[START OF DATASET EXTRACT]
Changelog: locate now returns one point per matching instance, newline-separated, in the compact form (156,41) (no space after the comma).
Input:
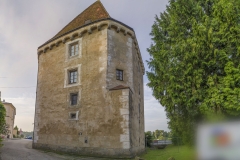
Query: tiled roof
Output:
(119,87)
(93,13)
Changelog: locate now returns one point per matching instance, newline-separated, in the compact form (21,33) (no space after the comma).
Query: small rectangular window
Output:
(73,49)
(74,98)
(72,76)
(73,116)
(119,74)
(139,88)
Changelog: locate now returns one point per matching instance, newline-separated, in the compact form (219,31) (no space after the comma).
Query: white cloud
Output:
(26,25)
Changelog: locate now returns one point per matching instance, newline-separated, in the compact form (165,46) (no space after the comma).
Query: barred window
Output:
(73,49)
(119,74)
(74,98)
(72,76)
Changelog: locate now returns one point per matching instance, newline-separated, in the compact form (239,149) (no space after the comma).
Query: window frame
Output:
(71,99)
(75,76)
(68,49)
(76,115)
(67,76)
(75,52)
(118,75)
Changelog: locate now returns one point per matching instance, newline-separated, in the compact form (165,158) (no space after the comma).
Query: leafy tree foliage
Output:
(195,69)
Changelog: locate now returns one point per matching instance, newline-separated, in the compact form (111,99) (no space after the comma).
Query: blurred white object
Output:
(219,141)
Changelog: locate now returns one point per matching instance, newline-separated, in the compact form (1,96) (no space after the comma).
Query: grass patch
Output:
(179,153)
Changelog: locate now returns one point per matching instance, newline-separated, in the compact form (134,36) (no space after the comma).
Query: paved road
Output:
(21,149)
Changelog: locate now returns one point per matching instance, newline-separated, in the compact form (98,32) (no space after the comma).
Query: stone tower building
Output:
(90,88)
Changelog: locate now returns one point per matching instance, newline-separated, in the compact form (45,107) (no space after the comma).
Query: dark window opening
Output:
(86,140)
(74,98)
(88,21)
(72,77)
(139,88)
(119,74)
(73,49)
(73,115)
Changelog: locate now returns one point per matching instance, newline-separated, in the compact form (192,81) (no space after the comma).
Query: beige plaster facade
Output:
(10,117)
(108,117)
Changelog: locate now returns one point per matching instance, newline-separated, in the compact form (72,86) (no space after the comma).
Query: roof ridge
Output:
(97,2)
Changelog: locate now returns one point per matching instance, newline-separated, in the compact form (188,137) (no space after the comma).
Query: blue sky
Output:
(27,24)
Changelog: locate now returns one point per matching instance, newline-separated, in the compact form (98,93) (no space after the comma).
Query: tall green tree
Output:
(195,69)
(2,120)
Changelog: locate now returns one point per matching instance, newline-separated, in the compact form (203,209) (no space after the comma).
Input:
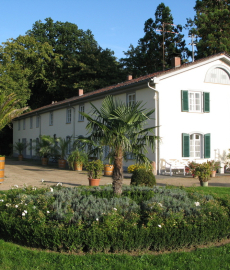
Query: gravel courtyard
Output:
(31,173)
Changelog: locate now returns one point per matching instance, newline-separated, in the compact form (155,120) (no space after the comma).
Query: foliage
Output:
(45,146)
(78,220)
(147,57)
(8,108)
(203,171)
(121,126)
(135,167)
(211,27)
(94,169)
(19,146)
(77,156)
(141,177)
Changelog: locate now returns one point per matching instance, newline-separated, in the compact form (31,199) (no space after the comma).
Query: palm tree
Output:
(8,109)
(122,127)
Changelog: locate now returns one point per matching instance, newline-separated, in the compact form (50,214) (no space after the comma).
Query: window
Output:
(81,109)
(51,118)
(37,121)
(68,115)
(196,145)
(195,101)
(131,98)
(24,124)
(68,150)
(31,122)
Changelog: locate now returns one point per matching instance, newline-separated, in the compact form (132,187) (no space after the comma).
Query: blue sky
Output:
(114,24)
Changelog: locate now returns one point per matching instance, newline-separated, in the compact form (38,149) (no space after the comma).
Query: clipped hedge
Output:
(90,219)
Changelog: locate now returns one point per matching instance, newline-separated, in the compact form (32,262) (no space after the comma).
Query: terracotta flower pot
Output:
(108,170)
(94,182)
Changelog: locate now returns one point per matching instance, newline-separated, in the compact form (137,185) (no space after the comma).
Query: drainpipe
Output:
(155,80)
(73,120)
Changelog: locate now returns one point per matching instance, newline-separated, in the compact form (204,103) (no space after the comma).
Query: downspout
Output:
(156,97)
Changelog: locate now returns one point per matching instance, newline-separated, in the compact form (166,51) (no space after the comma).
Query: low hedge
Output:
(91,219)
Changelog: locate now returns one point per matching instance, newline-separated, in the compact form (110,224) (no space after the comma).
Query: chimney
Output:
(129,77)
(80,92)
(176,62)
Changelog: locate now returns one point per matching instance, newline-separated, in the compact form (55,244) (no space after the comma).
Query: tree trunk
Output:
(118,173)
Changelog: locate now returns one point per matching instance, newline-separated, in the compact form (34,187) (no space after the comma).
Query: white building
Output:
(191,110)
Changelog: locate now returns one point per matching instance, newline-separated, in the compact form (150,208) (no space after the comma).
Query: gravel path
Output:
(31,173)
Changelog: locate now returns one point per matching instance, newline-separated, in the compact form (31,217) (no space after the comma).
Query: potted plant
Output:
(77,159)
(20,146)
(61,149)
(94,169)
(203,172)
(192,165)
(45,147)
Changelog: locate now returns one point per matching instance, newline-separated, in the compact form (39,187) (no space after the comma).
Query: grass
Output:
(19,258)
(13,256)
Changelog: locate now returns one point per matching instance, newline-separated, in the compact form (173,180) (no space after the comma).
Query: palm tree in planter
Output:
(45,147)
(20,146)
(77,159)
(122,126)
(62,147)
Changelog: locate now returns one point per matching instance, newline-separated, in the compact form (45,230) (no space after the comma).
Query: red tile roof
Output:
(122,84)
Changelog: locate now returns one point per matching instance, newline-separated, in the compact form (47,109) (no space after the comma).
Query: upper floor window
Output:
(37,121)
(68,115)
(81,109)
(51,118)
(195,101)
(218,74)
(131,98)
(196,145)
(31,122)
(24,124)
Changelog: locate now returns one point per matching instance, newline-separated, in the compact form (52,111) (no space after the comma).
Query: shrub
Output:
(141,177)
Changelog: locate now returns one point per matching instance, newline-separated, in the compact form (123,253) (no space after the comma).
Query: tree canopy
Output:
(211,26)
(147,56)
(121,126)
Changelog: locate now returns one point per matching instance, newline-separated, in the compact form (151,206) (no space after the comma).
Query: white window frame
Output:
(24,124)
(68,115)
(131,98)
(81,109)
(51,119)
(192,143)
(37,121)
(194,103)
(31,122)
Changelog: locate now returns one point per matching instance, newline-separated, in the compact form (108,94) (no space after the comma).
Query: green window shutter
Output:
(185,145)
(206,100)
(207,145)
(184,100)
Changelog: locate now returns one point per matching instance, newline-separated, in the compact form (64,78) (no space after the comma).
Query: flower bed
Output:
(91,219)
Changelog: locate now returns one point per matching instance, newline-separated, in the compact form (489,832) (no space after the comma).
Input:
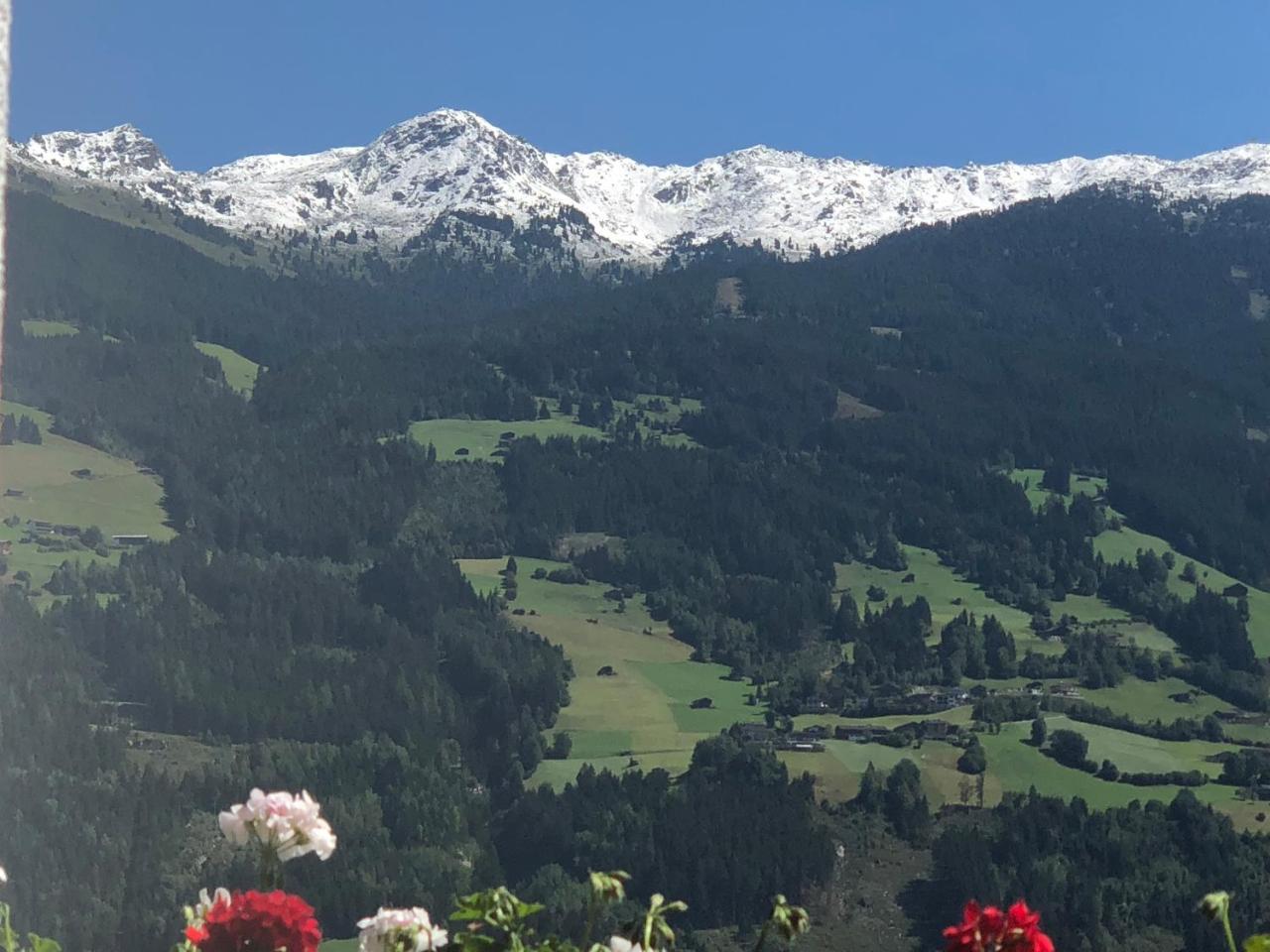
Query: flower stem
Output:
(1229,934)
(592,909)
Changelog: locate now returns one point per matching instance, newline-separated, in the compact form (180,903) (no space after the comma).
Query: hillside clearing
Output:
(114,495)
(239,372)
(643,710)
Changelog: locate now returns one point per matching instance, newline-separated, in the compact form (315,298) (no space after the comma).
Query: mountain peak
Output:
(431,168)
(117,153)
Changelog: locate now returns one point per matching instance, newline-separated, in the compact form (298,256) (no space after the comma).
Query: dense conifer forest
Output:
(309,626)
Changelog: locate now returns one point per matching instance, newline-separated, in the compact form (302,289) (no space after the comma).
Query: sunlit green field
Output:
(1123,544)
(49,329)
(643,711)
(948,594)
(239,372)
(480,436)
(117,498)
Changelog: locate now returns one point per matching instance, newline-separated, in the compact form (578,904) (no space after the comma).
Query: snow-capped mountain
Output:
(452,166)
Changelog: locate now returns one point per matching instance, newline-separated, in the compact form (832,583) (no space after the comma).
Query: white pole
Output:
(5,23)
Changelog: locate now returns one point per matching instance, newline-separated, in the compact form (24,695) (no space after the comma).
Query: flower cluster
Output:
(289,824)
(400,930)
(255,921)
(992,930)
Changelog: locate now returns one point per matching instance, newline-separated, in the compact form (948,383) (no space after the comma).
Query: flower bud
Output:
(1215,905)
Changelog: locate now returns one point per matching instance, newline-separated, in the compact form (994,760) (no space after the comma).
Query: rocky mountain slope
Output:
(449,168)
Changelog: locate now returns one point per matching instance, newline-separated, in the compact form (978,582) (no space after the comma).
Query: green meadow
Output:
(49,329)
(643,711)
(1080,485)
(1124,543)
(949,594)
(480,438)
(239,372)
(116,497)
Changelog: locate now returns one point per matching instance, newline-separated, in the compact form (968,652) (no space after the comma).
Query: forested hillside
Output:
(309,626)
[END OF DATASET EXTRACT]
**WORK INSTRUCTIONS**
Would you quote, exactly and only, the lines from the one containing "(832,583) (no space after the comma)." to the end of the entries?

**CORRECT RESPONSE**
Changelog: locate now returns one point per matching instance, newline-separated, in the compact form (832,583) (no space after the comma).
Query: white pole
Output:
(5,23)
Changelog: locate now returns one point per matching instance, newline-separated, in the compact form (24,695) (no space after the comma).
Query: flower cluster
Output:
(289,824)
(400,930)
(255,921)
(992,930)
Changelog: locate now returns one point per matching instance, newline-separated, in the compact form (948,383) (no space after the comma).
Query: flower bud
Output:
(1215,905)
Changelog: locate now returns one point per matching instance, newline-separated, in the compact form (994,760) (no space after the comma).
Query: rocky mountain slope
Output:
(449,168)
Changelog: locate now returns one point per matching instance, newline-separated, in the compact form (978,582) (no space after the comma).
Query: green meadow
Output:
(49,329)
(643,711)
(1080,485)
(1124,543)
(949,594)
(480,438)
(239,372)
(116,497)
Changelog: locate now returns one point per matching instance, newline-separated, in the compact form (968,652) (no space after the comma).
Query: forested hillside
Output:
(309,626)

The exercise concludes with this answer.